::: Data records
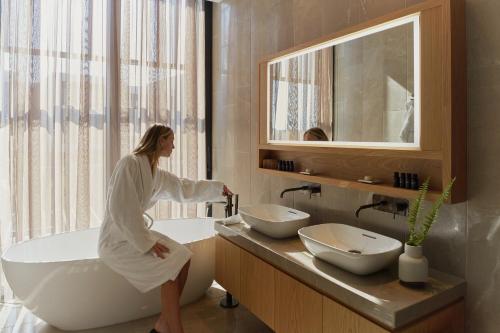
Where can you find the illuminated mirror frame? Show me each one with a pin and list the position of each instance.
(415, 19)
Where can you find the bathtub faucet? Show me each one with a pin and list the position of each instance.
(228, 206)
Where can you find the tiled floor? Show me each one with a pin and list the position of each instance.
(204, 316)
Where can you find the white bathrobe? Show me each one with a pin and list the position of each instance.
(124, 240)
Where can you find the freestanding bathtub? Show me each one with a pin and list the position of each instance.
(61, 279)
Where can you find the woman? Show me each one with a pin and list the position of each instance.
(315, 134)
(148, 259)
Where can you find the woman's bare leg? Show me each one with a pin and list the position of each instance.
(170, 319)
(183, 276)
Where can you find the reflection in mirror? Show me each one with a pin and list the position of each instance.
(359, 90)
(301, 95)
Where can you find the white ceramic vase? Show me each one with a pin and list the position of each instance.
::::::
::: Data records
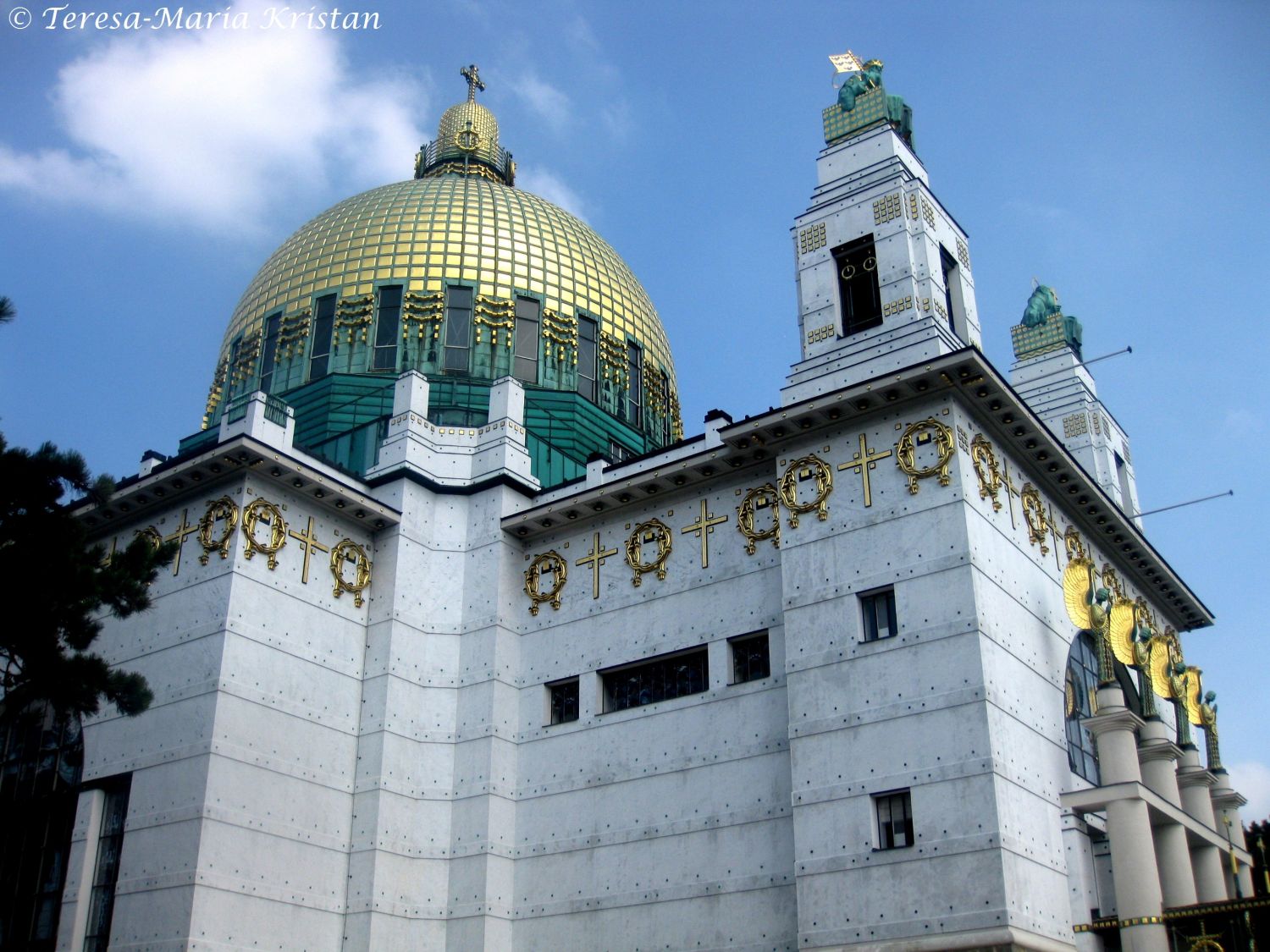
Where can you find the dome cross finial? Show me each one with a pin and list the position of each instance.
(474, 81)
::::::
Goal> List each line in the records above that contains the string "bathtub".

Problem solution>
Where can you find the bathtub faucet? Show me each one with a pin and list the position of each instance.
Where can you find the freestanding bathtub? Show me each one with a pin and list the position of each instance.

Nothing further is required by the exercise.